• _PROBLEMI E COMPITI_:
- A) Nel testo sul terzo settore, di quale ente è presidente de Bortoli?
- B) Prosegui il testo sul terzo settore e sull'invecchiamento della popolazione a partire dall'ultima frase riportata.

• _TESTO DELLA PAGINA_:

- - - -

STRUMENTO INDISPENSABILE. Riuscire dunque a fare del volontariato e dello spirito di comunità un reale vantaggio competitivo per il Paese, è una sfida che richiede un approccio tutto nuovo al tema, maggiormente integrato e sinergico, che sebbene sia già in atto in alcuni contesti, necessita ancora di maturare in altri. In ogni caso, nella percezione di De Bortoli, quella del terzo settore è una componente non solo utile, ma indispensabile per affrontare le sfide che il mondo contemporaneo ci pone di fronte. «Alcuni s’illudono ancora che queste siano fronteggiabili solamente dallo Stato, dall’imprenditore o dal “banchiere di soccorso”, ma emergenze come la transizione energetica o il riscaldamento climatico, saranno impossibili da approcciare in assenza di comunità forti e consapevoli».

«Gli anziani non autosufficienti sono sempre più nel nostro Paese e il Sistema Sanitario Nazionale, da solo, non è in grado di fronteggiare quella che si configura sempre più come un’emergenza»

UN ITALIA SEMPRE PIÙ ANZIANA. Per fare un esempio concreto, de Bortoli – indossata la giacca di presidente di Vidas – cita l’invecchiamento della popolazione e l’aumento di anziani fragili e affetti da malattie croniche. «Il Sistema Sanitario Nazionale, da solo, non è in grado di fronteggiare quella che si configura sempre più come un’emergenza. E di certo non si possono colpevolizzare gli anziani di esserlo, come talvolta purtroppo accade». Dall’altra parte, il momento storico è molto delicato anche per le nuove generazioni. «Quella attuale è una società molto feroce nei confronti dei giovani. Un modo per aiutarli potrebbe essere quello di creare un sistema, magari con forme assicurative, che si prenda cura di una crescente fetta di anziani fragili e con problemi di salute cronici i quali, altrimenti, rimarebbero a carico delle nuove generazioni. In caso contrario, questi ultimi si ritroveranno a condurre una vita fortemente limitata».

- - - -

• _RIGHE ESTRATTE_:

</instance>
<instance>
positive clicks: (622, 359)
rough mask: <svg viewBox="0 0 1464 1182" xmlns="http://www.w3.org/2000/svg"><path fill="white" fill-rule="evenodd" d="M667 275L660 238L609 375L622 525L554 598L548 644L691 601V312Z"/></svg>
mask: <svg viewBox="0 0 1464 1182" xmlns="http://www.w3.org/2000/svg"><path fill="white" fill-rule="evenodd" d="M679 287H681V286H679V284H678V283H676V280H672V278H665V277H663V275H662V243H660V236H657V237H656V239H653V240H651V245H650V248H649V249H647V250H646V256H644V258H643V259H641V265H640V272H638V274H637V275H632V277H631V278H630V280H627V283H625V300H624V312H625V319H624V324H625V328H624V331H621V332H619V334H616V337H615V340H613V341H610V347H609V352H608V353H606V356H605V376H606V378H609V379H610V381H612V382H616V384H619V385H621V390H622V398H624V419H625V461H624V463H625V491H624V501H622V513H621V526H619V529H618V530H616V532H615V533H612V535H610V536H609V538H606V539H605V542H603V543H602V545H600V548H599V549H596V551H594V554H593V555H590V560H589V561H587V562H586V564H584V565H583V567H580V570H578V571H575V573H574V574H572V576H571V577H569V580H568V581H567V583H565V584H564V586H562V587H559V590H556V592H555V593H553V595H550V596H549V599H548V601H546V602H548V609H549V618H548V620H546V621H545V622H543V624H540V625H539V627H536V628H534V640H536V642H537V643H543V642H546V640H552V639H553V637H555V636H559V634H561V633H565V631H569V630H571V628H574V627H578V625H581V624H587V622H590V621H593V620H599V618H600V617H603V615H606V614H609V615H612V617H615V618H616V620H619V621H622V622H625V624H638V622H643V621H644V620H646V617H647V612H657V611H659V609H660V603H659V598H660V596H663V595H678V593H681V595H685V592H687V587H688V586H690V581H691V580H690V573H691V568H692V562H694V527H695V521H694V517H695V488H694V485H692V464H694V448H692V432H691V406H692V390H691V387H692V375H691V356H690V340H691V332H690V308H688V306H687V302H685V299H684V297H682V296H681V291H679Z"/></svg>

- - - -

• _RISPOSTE AI COMPITI_:
- A) Di Vidas.

- B)
IL FUTURO? NELLA PREVIDENZA. «Insomma, credo che un modo per affrontare alcune problematiche sociali sia quello di essere previdenti e far sì che le comunità possano, in maniera sempre più efficiente – con le sinergie di cui parlavamo – far fronte ai problemi sociali che avremo, sia per gli andamenti demografici, ma anche per il fatto che il benessere di cui godiamo oggi non è garantito in eterno. Noi abbiamo l’idea che i diritti che caratterizzano la nostra cultura occidentale e la nostra democrazia siano stati acquisiti per sempre. Ma non è così: i paesi declinano». Tuttavia, nella visione di de Bortoli, di fronte a questo rischio, se riconosciuto come tale dalla società, è possibile reagire. «La chiave è in una cittadinanza attiva che, sulla base del capitale sociale di cui abbiamo parlato, metta al primo posto l’educazione civica. Ovvero l’idea che siamo tutti titolari di diritti, ma il cui mantenimento è soggetto al rispetto di altrettanti doveri».


L’EVENTO: BAPR E ARCA FONDI A CATANIA

Portare in Sicilia i protagonisti del dibattito economico e sociale e avviare un confronto con il territorio è stato l’obiettivo dell’incontro organizzato il 18 marzo da Banca Agricola Popolare di Ragusa e Arca Fondi che si è svolto a Catania.

Una sala gremita di Soci e Clienti in cui le parole di Arturo Schininà, Presidente di BAPR, di Saverio Continella, AD di BAPR e di Simone Bini Smaghi, Vice Direttore Generale di Arca Fondi SGR hanno evidenziato la necessità di una riflessione verso una ritrovata fiducia nella società. A tessere le linee di un confronto costruttivo e partecipato è stato Ferruccio De Bortoli, Presidente della Fondazione Corriere della Sera e della Fondazione Vidas.